• **WORK INSTRUCTIONS**:
Find the line containing "Please put a". Reproduce it and every line after it up to the end of the records, exactly as written.

• **DATA FOR ANALYSIS**:
# # # # #

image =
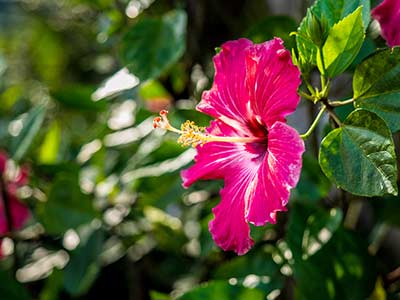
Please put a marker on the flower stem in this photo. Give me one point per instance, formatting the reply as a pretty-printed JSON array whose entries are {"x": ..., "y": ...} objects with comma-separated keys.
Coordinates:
[
  {"x": 305, "y": 95},
  {"x": 314, "y": 124},
  {"x": 340, "y": 103}
]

# # # # #

• **RESULT FOR THIS TASK**:
Please put a marker on the flower stem in this photo. Give me one point per instance, formatting the reply as a pretty-printed JSON array whose entries are {"x": ..., "y": ...} objects with comma-separated keys.
Coordinates:
[
  {"x": 305, "y": 95},
  {"x": 314, "y": 124},
  {"x": 340, "y": 103}
]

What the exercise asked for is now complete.